Excerpts from point annotation data:
(begin)

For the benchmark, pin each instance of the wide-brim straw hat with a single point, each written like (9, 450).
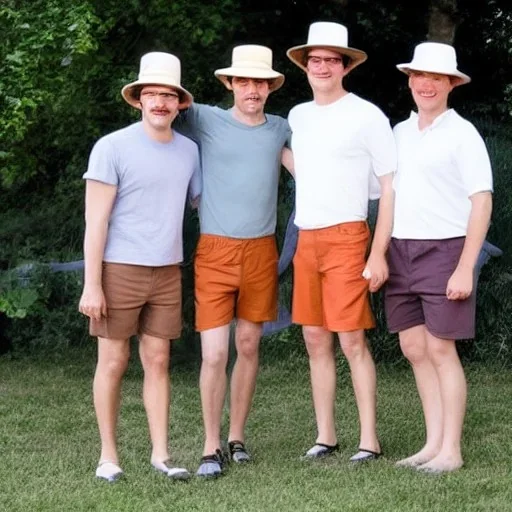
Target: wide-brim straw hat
(251, 61)
(437, 58)
(330, 36)
(158, 68)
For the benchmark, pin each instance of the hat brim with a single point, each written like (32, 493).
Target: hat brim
(128, 90)
(275, 78)
(298, 55)
(461, 77)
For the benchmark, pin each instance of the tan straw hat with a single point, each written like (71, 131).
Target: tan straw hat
(158, 68)
(328, 35)
(435, 58)
(251, 61)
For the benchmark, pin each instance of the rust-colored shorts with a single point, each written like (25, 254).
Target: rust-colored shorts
(140, 300)
(328, 287)
(235, 277)
(415, 293)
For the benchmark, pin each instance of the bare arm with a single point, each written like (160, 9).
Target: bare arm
(460, 284)
(376, 269)
(287, 160)
(99, 199)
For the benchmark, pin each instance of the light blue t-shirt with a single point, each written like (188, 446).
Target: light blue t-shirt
(240, 169)
(152, 180)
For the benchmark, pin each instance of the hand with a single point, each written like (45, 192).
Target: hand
(460, 284)
(376, 271)
(93, 303)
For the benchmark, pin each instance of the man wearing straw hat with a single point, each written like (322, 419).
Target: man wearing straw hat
(343, 148)
(236, 256)
(443, 208)
(137, 184)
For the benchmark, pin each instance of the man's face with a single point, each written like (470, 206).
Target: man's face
(430, 90)
(250, 94)
(325, 70)
(159, 105)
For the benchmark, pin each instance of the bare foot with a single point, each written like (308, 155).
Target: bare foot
(422, 457)
(441, 464)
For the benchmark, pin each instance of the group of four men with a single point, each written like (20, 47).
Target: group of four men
(434, 180)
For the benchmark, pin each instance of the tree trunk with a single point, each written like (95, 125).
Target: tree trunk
(443, 21)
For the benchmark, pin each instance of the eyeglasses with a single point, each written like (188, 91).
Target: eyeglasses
(153, 95)
(329, 61)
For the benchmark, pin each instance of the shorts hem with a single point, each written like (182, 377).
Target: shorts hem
(350, 328)
(403, 327)
(452, 336)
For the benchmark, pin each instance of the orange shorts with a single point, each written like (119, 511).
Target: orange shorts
(140, 300)
(328, 288)
(235, 277)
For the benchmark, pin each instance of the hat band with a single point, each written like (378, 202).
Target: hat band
(251, 64)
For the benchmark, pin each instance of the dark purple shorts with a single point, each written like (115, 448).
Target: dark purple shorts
(415, 293)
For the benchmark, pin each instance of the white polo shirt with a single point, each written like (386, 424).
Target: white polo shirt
(439, 168)
(339, 151)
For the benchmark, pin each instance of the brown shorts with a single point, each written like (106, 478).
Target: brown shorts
(140, 300)
(328, 288)
(235, 277)
(415, 293)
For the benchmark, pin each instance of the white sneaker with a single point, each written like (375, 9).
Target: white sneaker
(109, 471)
(170, 471)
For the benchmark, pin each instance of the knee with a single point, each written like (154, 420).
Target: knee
(247, 346)
(215, 359)
(439, 351)
(156, 362)
(353, 345)
(319, 342)
(414, 351)
(113, 366)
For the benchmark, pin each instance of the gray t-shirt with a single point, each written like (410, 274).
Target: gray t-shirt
(152, 179)
(240, 168)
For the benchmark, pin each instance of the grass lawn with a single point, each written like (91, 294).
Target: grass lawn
(49, 445)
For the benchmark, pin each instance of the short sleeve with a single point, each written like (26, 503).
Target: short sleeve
(196, 181)
(380, 142)
(103, 163)
(473, 162)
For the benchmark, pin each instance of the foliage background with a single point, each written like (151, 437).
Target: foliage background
(63, 63)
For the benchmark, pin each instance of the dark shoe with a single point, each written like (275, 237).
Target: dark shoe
(238, 452)
(211, 466)
(320, 450)
(365, 456)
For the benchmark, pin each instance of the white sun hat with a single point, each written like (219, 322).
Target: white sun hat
(328, 35)
(158, 68)
(251, 61)
(435, 58)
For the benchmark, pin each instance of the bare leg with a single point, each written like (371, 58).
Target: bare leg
(113, 356)
(154, 355)
(320, 347)
(364, 380)
(413, 343)
(243, 377)
(452, 384)
(212, 383)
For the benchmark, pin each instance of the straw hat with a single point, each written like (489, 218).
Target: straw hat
(251, 61)
(328, 35)
(158, 68)
(435, 58)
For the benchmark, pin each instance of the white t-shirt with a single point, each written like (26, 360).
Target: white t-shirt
(439, 168)
(339, 151)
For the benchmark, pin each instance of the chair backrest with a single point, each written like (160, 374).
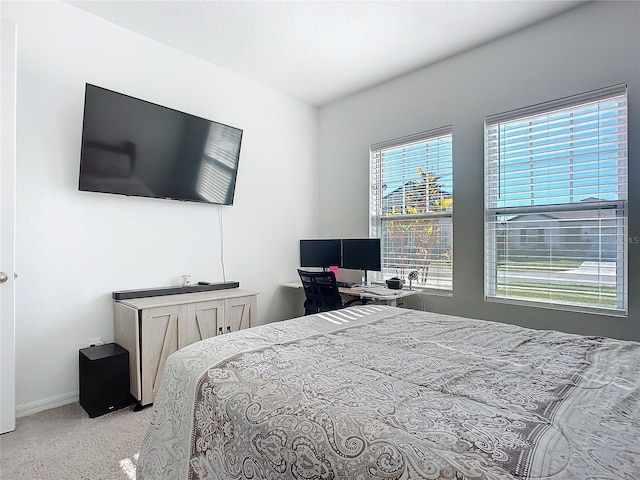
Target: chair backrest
(321, 291)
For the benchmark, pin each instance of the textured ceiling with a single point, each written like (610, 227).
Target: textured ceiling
(320, 51)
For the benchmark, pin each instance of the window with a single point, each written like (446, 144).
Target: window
(556, 204)
(411, 207)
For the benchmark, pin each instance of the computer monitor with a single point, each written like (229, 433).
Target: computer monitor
(323, 253)
(361, 254)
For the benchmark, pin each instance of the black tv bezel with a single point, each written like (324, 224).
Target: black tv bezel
(161, 197)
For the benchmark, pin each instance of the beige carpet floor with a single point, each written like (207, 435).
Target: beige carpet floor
(65, 444)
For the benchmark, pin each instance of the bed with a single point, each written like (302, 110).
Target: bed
(378, 392)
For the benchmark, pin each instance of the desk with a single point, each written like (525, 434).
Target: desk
(383, 294)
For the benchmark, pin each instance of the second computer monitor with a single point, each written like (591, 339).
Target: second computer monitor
(361, 254)
(323, 253)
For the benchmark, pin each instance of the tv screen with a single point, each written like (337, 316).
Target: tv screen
(323, 253)
(137, 148)
(361, 254)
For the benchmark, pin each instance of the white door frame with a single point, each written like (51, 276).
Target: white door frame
(7, 229)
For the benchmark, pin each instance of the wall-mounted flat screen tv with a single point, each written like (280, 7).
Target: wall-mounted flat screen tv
(138, 148)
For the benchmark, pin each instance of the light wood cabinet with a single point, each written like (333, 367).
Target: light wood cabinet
(153, 328)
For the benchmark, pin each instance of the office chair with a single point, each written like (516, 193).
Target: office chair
(321, 291)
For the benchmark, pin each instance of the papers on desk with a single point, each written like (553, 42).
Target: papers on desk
(382, 291)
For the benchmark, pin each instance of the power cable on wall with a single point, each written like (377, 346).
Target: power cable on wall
(221, 229)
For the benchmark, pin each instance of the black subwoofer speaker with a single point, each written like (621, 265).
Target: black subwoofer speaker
(104, 379)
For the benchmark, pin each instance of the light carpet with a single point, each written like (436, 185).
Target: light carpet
(65, 444)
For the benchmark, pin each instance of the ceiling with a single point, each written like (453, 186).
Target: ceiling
(320, 51)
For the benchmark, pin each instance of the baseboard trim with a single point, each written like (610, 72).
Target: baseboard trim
(46, 403)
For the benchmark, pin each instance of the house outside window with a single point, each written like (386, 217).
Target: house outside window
(411, 205)
(556, 204)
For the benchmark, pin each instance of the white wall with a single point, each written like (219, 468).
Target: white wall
(75, 248)
(593, 46)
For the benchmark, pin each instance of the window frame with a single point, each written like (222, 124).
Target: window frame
(377, 216)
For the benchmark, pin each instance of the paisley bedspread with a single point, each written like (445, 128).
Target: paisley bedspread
(377, 392)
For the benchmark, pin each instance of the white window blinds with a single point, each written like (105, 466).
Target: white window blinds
(411, 207)
(556, 203)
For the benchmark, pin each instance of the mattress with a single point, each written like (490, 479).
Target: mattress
(378, 392)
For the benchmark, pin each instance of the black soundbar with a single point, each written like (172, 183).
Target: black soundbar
(155, 292)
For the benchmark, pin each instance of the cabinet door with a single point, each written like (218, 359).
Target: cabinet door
(159, 339)
(203, 320)
(239, 313)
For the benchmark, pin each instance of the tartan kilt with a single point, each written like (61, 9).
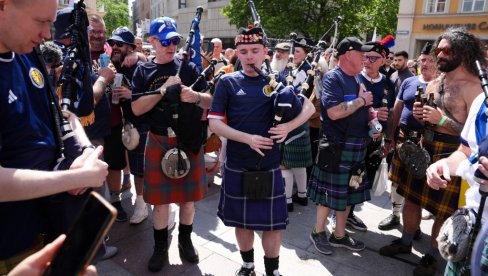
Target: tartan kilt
(298, 153)
(236, 210)
(332, 189)
(441, 203)
(160, 189)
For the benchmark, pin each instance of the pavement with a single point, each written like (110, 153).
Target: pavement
(219, 254)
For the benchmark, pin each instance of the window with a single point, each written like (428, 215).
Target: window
(473, 5)
(436, 6)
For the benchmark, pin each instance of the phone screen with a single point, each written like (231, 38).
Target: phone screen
(84, 238)
(210, 47)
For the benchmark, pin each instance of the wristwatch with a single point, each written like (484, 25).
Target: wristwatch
(162, 90)
(87, 146)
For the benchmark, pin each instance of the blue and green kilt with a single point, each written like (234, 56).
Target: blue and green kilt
(331, 189)
(238, 211)
(296, 151)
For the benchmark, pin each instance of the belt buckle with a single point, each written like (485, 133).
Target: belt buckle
(171, 133)
(429, 135)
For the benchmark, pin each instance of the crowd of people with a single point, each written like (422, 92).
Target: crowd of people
(326, 137)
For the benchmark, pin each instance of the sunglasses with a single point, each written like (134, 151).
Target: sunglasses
(166, 42)
(115, 42)
(445, 51)
(372, 59)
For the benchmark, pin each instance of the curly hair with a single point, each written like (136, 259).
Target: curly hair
(464, 46)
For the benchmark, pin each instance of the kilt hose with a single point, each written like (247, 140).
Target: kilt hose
(441, 203)
(236, 210)
(331, 189)
(296, 151)
(160, 189)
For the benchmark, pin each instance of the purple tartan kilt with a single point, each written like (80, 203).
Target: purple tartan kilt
(238, 211)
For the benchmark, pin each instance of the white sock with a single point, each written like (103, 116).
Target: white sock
(301, 179)
(288, 177)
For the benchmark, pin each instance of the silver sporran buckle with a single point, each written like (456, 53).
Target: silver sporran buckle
(175, 163)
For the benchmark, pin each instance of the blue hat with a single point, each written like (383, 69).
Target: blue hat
(164, 28)
(63, 21)
(123, 34)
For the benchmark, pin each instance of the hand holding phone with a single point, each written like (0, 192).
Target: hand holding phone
(84, 238)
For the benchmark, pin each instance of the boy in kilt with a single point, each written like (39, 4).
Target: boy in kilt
(345, 118)
(161, 189)
(245, 98)
(454, 91)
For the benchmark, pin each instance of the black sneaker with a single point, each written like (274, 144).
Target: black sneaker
(158, 259)
(187, 250)
(418, 235)
(426, 267)
(346, 242)
(396, 247)
(299, 200)
(121, 214)
(389, 223)
(244, 271)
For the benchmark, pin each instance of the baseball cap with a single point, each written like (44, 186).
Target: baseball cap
(352, 43)
(164, 27)
(63, 21)
(123, 34)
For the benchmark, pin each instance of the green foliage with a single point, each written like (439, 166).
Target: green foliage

(end)

REQUIREMENTS =
Please retype, exactly as written, every line from the line containing "For the benchmark, pin each instance of the crowd" through the last line of the records above, including both of those lines, and nothing else.

OUTPUT =
For the benchmark, pin each instance of the crowd of people with a single point, each written like (422, 92).
Target: crowd of people
(326, 137)
For the benchmark, pin each instance of the sunglasses with a single point, each written like (134, 151).
Target: sunglasses
(166, 42)
(115, 42)
(445, 51)
(372, 59)
For the benchmark, pin each instance of the curly hair with a single point, each written like (136, 259).
Target: curly hair
(464, 46)
For the benchmark, pin each instance of the kilt hose with a single point, each written like (247, 140).
Target: kilt hose
(441, 203)
(236, 210)
(331, 189)
(296, 151)
(160, 189)
For the benchmark, pin each instance of the purple tartan kilt with a single point, each written like (80, 203).
Target: purple tartan kilt
(238, 211)
For the benchmark, pin each instance of the white sock with a single point, each written like (103, 116).
Target: white sock
(301, 179)
(288, 177)
For the benchmark, pin each instance of the silver sporran buckle with a single point, each written like (456, 53).
Target: silver sporran buckle
(175, 163)
For the benchmark, pin each instance of the blue hat with a single point, each written like (383, 69).
Target: blue hat
(164, 28)
(63, 21)
(123, 34)
For the benchmark, pin each instance of the hand holding phone with a single point, each written like (0, 192).
Target: hand holding phone
(84, 238)
For the benchmark, pin each instance of the boy in kilt with a single point, each written like (39, 4).
Target: boy in kilt
(345, 118)
(161, 189)
(245, 98)
(454, 91)
For the benchmark, pin each instance of the black sneaker with a single point, each written like (274, 144).
Target: black sneaker
(158, 259)
(187, 250)
(418, 235)
(426, 267)
(346, 242)
(396, 247)
(299, 200)
(121, 214)
(389, 223)
(244, 271)
For the benchmark, pin each instance of the baseball cap with a single point, each written like (44, 186).
Target: baseball cap
(352, 43)
(164, 27)
(63, 21)
(123, 34)
For the benchmark, pin each instance of the green foliage with a single point, each written like (439, 166).
Target: green foliage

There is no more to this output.